Alıntılanan metin:
----

Hurdadan çıkan pembe bir hayal

Bu kadar çok eski otomobili uzun zamandır bir arada görmemiştim.

En çok da Toros.

Kartal, diğer kuşlar.

Hatta Hacı Murat.

Anadol bitmiş ama…

İnsan kağıt üzerinde bazen , aslında sıklıkla, olayın sosyal yönünü pek farkedemiyor.

Pratik hayatın dinamikleri pek de kağıt üzerindeki gibi işlemiyor tabii ki…

Geçen hafta bir iş seyahati için gittiğim Urfa yollarında Batı şehirlerinde artık tek tük rastladığımız ve çoğu kesim tarafından ‘hurda’ olarak tanımlanan otomobiller bolca seyrediyordu. Özellikle Doğu ve Güneydoğu illerinde sıklıkla rastlanan bu eski otomobiller bana hurda teşviklerini ve yeni teşvik taleplerini hatırlattı.

Bir süredir gündemde değil hurda otomobile teşvik konusu. Zaten genellikle işler kötü gittiğinde gündeme gelir. Seçim sonrasında eğer satışlarda yavaşlama olursa ve bu yavaşlama hafif endişe hali yaratırsa yeniden gündeme gelecektir mutlaka.

Urfa’nın otomobil parkına ilişkin rakamlara baktım. 90 bin adet civarında görünüyor. İstanbul, Ankara, İzmir, Adana gibi şehirleri bir yana bırakırsak hiç fena bir rakam değil. 90 binin üzerinde otomobil parkına sahip olan ilk sayısı 81 il içinde sadece 22. Adetsel olarak fena değil de, peki ‘yaş’ açısından? Bu konuda net bir rakama ulaşamadım, ama Urfa yollarından gözlemlediğim ‘yaşlı’ otomobillerin payının bu 90 bin otomobil içinde oldukça fazla olduğu yönünde…

Ayrıca İstanbul ve Ankara plakaları araçları da gözardı etmemek lazım. Belki daha fazladır bu sayı. Köy yollarında trafikte kaydı bile olmayanlar da olabilir. Hani 2002 yılındaki hurda teşviğindeki suiistimaller yüzünden kağıt üzerinde hurdaya çıkarılan, ancak fiziksel olarak Anadolu illerine salınan kayıtsız kuyutsuz eski otomobiller de vardır…

Ve bu gözlemimi bölgedeki diğer illere de uyarlayabilirsiniz.

----

Gösterilen liste:
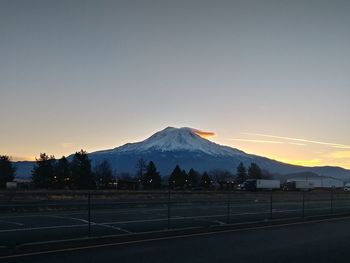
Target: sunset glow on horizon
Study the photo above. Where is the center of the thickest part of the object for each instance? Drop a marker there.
(269, 78)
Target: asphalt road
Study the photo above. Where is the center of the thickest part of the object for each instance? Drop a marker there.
(321, 241)
(66, 219)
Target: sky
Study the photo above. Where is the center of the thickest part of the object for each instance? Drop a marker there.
(268, 77)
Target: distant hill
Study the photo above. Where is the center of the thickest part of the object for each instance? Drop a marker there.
(185, 147)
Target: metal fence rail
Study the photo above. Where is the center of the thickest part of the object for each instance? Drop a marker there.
(56, 215)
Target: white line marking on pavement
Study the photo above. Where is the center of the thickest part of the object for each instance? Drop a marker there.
(11, 222)
(172, 237)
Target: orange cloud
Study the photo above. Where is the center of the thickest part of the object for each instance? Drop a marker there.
(204, 134)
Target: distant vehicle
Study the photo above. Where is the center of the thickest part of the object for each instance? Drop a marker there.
(347, 187)
(312, 183)
(11, 185)
(261, 184)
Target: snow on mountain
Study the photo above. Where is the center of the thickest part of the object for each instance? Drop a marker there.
(185, 147)
(172, 139)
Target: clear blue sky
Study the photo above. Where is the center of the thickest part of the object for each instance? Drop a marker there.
(97, 74)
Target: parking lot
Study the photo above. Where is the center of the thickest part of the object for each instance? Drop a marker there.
(45, 216)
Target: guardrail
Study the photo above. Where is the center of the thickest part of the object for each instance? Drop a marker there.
(58, 215)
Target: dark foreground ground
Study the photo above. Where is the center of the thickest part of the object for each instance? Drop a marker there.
(317, 241)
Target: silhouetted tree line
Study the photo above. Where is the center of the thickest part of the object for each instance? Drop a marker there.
(50, 173)
(75, 174)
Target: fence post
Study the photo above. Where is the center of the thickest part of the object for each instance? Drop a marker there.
(89, 213)
(228, 206)
(271, 204)
(169, 215)
(303, 212)
(332, 201)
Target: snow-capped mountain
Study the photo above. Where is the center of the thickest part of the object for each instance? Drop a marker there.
(184, 146)
(172, 139)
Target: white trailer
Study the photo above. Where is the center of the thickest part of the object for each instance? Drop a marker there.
(307, 184)
(11, 185)
(268, 184)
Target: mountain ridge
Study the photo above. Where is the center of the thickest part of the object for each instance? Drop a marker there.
(184, 146)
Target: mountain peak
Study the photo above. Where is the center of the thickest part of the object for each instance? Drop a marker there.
(178, 139)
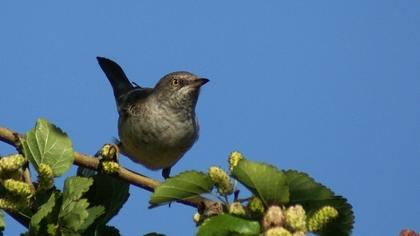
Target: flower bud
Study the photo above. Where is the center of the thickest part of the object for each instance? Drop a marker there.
(237, 209)
(277, 231)
(256, 208)
(296, 218)
(273, 217)
(321, 218)
(299, 233)
(221, 179)
(197, 218)
(234, 159)
(109, 152)
(11, 163)
(45, 176)
(110, 167)
(8, 204)
(17, 187)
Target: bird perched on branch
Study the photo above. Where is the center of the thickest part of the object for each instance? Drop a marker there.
(156, 126)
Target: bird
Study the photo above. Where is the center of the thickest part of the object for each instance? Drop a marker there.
(156, 126)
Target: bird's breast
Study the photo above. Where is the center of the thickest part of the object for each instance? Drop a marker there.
(157, 137)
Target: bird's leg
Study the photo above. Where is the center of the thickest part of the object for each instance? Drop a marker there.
(166, 172)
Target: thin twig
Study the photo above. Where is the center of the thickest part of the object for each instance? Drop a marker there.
(9, 136)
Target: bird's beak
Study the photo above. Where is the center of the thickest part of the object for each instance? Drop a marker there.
(200, 82)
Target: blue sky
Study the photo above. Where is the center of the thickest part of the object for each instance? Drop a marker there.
(331, 88)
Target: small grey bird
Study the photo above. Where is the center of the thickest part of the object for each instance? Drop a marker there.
(156, 126)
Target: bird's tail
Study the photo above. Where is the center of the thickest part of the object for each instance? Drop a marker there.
(116, 76)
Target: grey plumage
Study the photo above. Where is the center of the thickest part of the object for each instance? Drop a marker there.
(156, 125)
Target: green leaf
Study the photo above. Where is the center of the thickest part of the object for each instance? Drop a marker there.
(48, 144)
(228, 225)
(109, 192)
(106, 230)
(93, 214)
(74, 187)
(265, 181)
(312, 196)
(74, 214)
(2, 224)
(42, 212)
(186, 185)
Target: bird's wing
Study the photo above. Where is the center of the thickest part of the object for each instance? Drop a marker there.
(116, 76)
(132, 101)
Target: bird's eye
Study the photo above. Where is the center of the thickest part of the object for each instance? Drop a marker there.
(175, 82)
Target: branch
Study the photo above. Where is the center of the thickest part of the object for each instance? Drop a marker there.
(8, 136)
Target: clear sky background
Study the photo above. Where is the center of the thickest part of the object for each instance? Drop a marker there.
(331, 88)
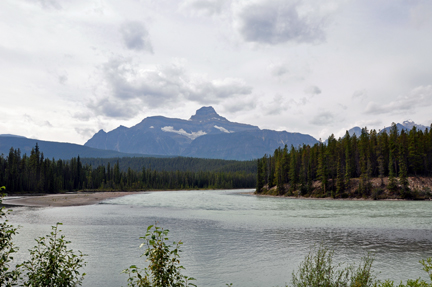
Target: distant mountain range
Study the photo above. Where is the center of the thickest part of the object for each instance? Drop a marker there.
(55, 149)
(206, 134)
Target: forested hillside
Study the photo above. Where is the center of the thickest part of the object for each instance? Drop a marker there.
(175, 163)
(349, 166)
(37, 174)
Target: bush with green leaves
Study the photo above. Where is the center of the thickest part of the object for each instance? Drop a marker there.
(319, 270)
(52, 263)
(8, 276)
(164, 269)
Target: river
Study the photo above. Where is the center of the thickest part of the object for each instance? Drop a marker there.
(233, 237)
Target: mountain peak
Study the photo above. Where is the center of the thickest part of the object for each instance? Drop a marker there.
(206, 113)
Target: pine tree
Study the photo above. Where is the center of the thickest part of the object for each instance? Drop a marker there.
(392, 182)
(403, 180)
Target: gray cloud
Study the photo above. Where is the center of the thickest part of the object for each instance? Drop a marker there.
(206, 7)
(48, 4)
(361, 94)
(279, 70)
(418, 97)
(86, 132)
(241, 105)
(136, 37)
(275, 22)
(322, 119)
(113, 108)
(62, 79)
(127, 87)
(313, 90)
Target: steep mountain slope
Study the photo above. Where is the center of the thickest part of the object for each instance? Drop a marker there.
(206, 134)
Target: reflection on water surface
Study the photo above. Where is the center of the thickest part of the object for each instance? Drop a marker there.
(232, 237)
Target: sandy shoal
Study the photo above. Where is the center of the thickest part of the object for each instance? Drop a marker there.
(69, 199)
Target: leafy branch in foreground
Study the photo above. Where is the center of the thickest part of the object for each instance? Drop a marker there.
(52, 263)
(318, 270)
(7, 249)
(164, 262)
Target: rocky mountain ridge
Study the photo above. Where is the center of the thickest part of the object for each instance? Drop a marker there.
(206, 134)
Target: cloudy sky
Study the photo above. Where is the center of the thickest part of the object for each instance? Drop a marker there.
(71, 67)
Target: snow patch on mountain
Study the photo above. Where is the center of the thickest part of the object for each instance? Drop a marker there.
(222, 129)
(192, 135)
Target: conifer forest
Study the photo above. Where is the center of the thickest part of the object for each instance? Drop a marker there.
(36, 174)
(374, 165)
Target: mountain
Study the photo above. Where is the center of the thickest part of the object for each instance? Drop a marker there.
(206, 134)
(55, 150)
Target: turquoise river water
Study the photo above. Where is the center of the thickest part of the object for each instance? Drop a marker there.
(233, 237)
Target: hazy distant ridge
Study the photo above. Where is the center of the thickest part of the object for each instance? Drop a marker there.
(206, 135)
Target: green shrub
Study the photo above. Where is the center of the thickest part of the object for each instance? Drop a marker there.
(318, 270)
(164, 262)
(52, 263)
(8, 276)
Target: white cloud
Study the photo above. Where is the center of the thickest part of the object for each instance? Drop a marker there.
(419, 97)
(360, 94)
(127, 87)
(322, 119)
(203, 7)
(313, 90)
(280, 21)
(135, 36)
(191, 135)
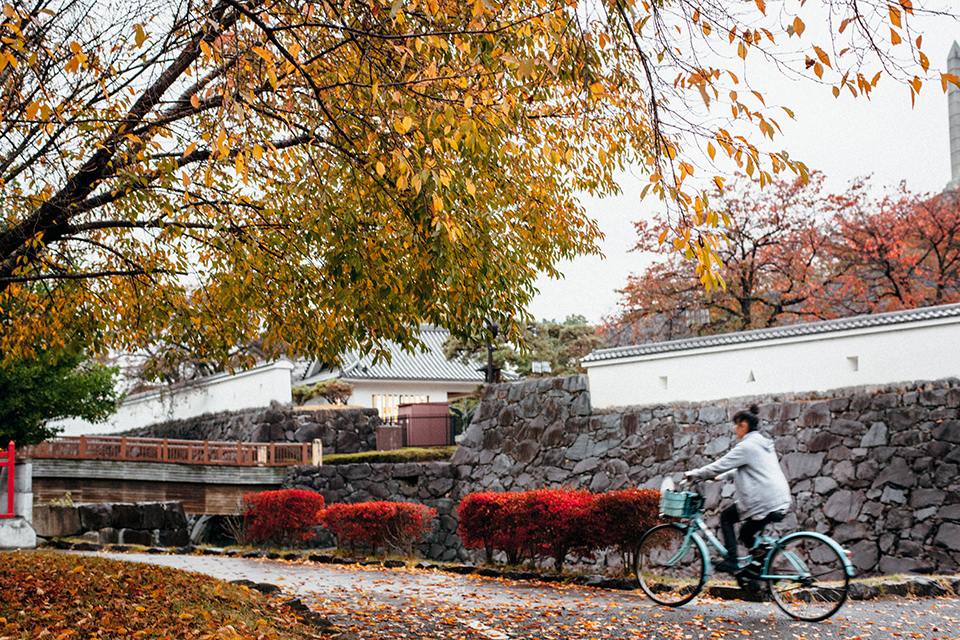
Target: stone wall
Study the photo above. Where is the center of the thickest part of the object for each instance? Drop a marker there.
(876, 468)
(145, 523)
(432, 484)
(341, 431)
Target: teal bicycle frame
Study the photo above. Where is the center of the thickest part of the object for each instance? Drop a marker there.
(697, 526)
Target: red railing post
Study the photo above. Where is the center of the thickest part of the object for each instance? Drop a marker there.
(11, 472)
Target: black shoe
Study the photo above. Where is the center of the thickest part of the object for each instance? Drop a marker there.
(728, 565)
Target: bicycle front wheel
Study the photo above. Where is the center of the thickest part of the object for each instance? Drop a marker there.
(807, 577)
(670, 565)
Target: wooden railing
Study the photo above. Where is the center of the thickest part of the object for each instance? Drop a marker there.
(269, 454)
(7, 459)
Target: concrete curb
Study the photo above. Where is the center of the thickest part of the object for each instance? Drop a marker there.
(911, 586)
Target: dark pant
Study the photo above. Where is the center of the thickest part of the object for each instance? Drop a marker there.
(748, 532)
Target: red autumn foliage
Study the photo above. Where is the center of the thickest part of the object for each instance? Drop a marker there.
(794, 253)
(283, 516)
(481, 516)
(622, 517)
(56, 595)
(555, 522)
(398, 525)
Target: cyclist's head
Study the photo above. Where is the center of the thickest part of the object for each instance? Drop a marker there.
(750, 416)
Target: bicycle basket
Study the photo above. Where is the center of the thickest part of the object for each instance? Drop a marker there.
(680, 504)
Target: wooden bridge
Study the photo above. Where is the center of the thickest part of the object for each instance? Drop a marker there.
(207, 477)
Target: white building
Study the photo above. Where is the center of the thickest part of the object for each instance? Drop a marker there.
(919, 344)
(423, 376)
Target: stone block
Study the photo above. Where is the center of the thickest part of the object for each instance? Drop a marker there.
(95, 516)
(173, 537)
(153, 515)
(127, 516)
(109, 535)
(136, 536)
(920, 498)
(947, 431)
(843, 506)
(843, 427)
(798, 466)
(896, 473)
(16, 533)
(948, 536)
(823, 441)
(54, 522)
(876, 436)
(815, 414)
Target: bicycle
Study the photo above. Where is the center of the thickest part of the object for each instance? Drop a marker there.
(807, 573)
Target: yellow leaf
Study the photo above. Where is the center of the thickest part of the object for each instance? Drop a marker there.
(895, 16)
(140, 35)
(798, 26)
(824, 58)
(947, 79)
(263, 53)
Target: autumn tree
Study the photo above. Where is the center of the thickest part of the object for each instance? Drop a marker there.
(322, 175)
(897, 251)
(561, 344)
(53, 385)
(775, 240)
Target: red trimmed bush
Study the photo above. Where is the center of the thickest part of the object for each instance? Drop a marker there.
(559, 522)
(622, 517)
(398, 525)
(283, 516)
(556, 522)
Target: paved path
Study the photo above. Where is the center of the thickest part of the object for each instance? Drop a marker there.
(421, 605)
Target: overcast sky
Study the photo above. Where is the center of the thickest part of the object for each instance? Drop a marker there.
(845, 138)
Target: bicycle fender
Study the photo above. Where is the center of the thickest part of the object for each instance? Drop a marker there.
(847, 566)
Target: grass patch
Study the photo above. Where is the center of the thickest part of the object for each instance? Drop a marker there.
(61, 595)
(410, 454)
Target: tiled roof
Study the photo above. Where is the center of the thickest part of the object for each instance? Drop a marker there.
(427, 365)
(775, 333)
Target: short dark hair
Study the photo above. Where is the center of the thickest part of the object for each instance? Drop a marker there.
(750, 416)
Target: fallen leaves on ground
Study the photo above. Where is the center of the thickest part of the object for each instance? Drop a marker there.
(55, 596)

----

Görev 1:
Alıntılanan metinde "Anadol bitmiş ama…" ifadesinden başlayıp "gündeme gelecektir mutlaka." ifadesi de dahil olmak üzere kısmı hiç değiştirmeden yazın.
Görev 2:
Alıntılanan metinde adı geçen şehirleri sıralayın.
Görev 3:
Alıntılanan metinde "Bir süredir gündemde değil" diye başlayan paragrafı, ana bilgilerini koruyarak kısa maddeler hâlinde yeniden yazın.

Yanıt 1:
Anadol bitmiş ama…

İnsan kağıt üzerinde bazen , aslında sıklıkla, olayın sosyal yönünü pek farkedemiyor.

Pratik hayatın dinamikleri pek de kağıt üzerindeki gibi işlemiyor tabii ki…

Geçen hafta bir iş seyahati için gittiğim Urfa yollarında Batı şehirlerinde artık tek tük rastladığımız ve çoğu kesim tarafından ‘hurda’ olarak tanımlanan otomobiller bolca seyrediyordu. Özellikle Doğu ve Güneydoğu illerinde sıklıkla rastlanan bu eski otomobiller bana hurda teşviklerini ve yeni teşvik taleplerini hatırlattı.

Bir süredir gündemde değil hurda otomobile teşvik konusu. Zaten genellikle işler kötü gittiğinde gündeme gelir. Seçim sonrasında eğer satışlarda yavaşlama olursa ve bu yavaşlama hafif endişe hali yaratırsa yeniden gündeme gelecektir mutlaka.

Yanıt 2:
Urfa, İstanbul, Ankara, İzmir, Adana

Yanıt 3:
- Hurda otomobile teşvik konusu bir süredir gündemde değil.
- Bu konu genellikle işler kötü gittiğinde gündeme gelir.
- Seçimden sonra satışlarda yavaşlama olur ve bu hafif bir endişe yaratırsa konu mutlaka yeniden gündeme gelecektir.